▶

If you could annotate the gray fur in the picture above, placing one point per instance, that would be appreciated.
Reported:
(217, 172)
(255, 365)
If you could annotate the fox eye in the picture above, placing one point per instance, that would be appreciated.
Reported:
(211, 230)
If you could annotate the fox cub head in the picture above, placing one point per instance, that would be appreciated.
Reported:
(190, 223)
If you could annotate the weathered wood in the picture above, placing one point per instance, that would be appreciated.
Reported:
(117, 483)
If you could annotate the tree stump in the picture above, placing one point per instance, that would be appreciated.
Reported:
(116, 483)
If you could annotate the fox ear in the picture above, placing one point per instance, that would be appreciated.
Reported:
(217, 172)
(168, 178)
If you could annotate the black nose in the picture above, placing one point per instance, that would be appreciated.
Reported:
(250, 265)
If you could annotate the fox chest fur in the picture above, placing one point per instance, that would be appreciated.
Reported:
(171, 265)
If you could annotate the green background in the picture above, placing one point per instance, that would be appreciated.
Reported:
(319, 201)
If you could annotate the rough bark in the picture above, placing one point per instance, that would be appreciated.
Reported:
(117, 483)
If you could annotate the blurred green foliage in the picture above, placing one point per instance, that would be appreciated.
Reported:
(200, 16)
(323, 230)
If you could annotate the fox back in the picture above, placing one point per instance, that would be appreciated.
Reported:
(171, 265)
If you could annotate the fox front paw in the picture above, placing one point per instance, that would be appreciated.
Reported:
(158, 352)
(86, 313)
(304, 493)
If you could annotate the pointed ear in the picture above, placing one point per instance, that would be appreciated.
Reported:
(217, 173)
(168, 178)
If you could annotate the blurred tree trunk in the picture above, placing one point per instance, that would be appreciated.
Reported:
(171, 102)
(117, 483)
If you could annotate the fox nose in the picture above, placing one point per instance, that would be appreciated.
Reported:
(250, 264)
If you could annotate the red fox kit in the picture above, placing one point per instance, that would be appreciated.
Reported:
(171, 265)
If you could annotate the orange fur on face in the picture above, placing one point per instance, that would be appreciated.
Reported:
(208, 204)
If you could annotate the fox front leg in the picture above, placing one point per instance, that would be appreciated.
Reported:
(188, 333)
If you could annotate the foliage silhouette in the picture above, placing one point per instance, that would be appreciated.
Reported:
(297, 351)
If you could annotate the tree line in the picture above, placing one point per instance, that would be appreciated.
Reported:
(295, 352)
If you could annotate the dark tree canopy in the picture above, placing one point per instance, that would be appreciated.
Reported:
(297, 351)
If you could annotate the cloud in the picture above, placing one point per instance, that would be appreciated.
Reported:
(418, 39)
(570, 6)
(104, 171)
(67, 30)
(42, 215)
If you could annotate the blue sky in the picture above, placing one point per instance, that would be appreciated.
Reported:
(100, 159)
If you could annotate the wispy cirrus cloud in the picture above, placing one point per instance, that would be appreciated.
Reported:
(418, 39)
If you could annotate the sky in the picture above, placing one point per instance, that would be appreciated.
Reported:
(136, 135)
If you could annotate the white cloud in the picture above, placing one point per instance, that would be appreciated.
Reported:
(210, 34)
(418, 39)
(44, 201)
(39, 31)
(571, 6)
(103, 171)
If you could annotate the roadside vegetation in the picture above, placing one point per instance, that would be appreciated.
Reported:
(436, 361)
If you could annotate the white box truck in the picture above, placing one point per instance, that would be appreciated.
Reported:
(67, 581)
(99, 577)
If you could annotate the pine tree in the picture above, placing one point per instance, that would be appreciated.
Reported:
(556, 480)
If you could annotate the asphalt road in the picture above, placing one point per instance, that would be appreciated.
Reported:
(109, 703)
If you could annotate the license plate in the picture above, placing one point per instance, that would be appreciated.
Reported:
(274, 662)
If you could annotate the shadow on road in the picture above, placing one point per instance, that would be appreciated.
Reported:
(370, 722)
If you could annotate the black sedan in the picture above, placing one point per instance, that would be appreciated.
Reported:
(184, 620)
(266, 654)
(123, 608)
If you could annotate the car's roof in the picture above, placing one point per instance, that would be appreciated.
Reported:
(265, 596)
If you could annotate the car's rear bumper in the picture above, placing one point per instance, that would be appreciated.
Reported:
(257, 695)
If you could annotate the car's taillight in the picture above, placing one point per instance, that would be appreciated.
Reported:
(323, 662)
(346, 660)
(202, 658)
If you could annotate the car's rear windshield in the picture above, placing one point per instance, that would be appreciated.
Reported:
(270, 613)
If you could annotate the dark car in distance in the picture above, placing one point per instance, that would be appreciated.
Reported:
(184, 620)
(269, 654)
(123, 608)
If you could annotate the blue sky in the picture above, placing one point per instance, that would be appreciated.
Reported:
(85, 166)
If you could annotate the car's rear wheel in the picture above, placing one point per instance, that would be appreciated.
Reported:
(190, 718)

◀

_What is being asked:_ Report back each line in the material above that contains the string "front".

_Worked solution:_
If you could annotate the fox front paw in the picture above, placing one point per instance, that would be appreciated.
If you could annotate the fox front leg in the picture above, placing one point per instance, that would be appreciated.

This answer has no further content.